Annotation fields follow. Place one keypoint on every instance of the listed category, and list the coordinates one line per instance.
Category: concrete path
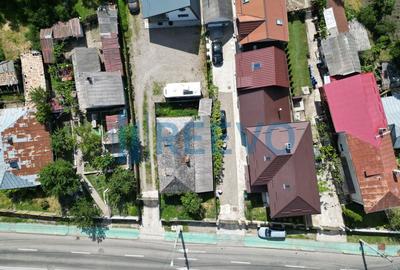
(203, 238)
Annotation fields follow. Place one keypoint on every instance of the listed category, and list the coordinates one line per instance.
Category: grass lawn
(13, 41)
(31, 199)
(297, 54)
(168, 110)
(255, 209)
(84, 11)
(100, 184)
(373, 239)
(372, 220)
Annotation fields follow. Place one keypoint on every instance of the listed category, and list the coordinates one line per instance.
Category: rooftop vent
(288, 147)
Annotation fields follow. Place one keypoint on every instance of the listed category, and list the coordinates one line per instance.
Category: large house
(262, 20)
(96, 89)
(364, 141)
(32, 74)
(107, 17)
(59, 31)
(263, 87)
(25, 148)
(171, 12)
(281, 163)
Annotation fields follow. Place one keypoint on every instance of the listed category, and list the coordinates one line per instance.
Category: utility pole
(381, 254)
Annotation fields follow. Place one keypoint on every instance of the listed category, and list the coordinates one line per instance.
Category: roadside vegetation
(297, 51)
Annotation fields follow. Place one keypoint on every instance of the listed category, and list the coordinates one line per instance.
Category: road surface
(37, 252)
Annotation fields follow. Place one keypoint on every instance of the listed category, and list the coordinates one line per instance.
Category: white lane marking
(28, 249)
(239, 262)
(80, 252)
(191, 251)
(189, 259)
(134, 255)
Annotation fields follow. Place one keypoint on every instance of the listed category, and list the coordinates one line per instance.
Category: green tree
(192, 203)
(2, 55)
(122, 185)
(40, 98)
(62, 141)
(90, 142)
(104, 163)
(84, 213)
(59, 179)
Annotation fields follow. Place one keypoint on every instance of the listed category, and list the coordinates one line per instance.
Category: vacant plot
(13, 41)
(297, 54)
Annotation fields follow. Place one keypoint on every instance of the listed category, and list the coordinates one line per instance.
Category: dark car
(217, 57)
(133, 6)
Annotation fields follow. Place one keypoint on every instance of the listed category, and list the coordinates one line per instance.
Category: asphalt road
(37, 252)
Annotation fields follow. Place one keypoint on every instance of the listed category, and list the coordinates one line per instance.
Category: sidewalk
(205, 238)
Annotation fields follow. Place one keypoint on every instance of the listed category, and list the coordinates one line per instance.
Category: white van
(182, 90)
(267, 233)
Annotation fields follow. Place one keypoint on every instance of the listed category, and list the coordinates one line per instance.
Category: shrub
(192, 204)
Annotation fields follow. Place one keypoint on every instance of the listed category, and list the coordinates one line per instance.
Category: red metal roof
(356, 110)
(111, 53)
(261, 68)
(289, 175)
(262, 20)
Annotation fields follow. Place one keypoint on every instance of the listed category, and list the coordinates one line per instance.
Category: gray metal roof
(99, 90)
(10, 181)
(152, 8)
(391, 106)
(341, 54)
(184, 158)
(85, 60)
(217, 11)
(107, 17)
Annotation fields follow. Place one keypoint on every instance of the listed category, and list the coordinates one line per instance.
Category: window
(256, 66)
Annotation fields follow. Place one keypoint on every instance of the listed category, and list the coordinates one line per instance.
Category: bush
(192, 204)
(353, 216)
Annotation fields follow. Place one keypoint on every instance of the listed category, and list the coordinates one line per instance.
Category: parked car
(217, 56)
(133, 6)
(223, 122)
(268, 233)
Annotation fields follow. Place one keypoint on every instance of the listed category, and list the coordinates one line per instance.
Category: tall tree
(59, 179)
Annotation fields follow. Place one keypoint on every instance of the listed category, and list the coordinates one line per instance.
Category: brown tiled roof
(289, 174)
(374, 167)
(30, 145)
(340, 14)
(264, 106)
(261, 68)
(257, 21)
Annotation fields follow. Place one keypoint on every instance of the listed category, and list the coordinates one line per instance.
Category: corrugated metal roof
(272, 15)
(99, 90)
(341, 54)
(261, 68)
(217, 11)
(152, 8)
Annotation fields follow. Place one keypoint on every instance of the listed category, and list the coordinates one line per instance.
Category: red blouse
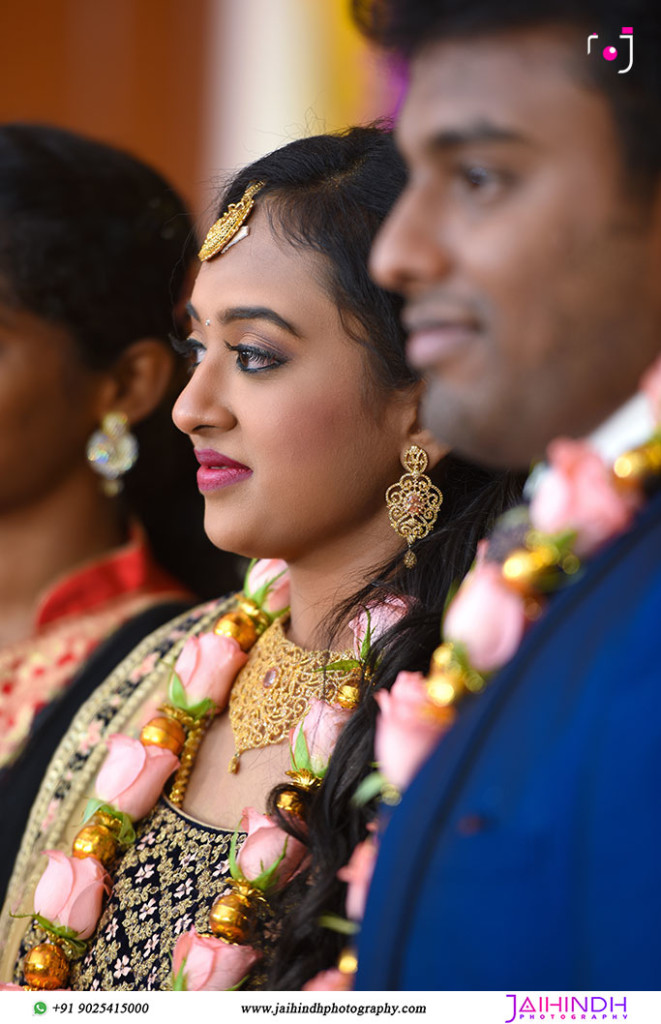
---
**Cel zadania:** Podaj samą liczbę wierszy powyżej, w których występuje ciąg „tree”. Wielkość liter ma znaczenie.

**Wynik ćwiczenia:** 2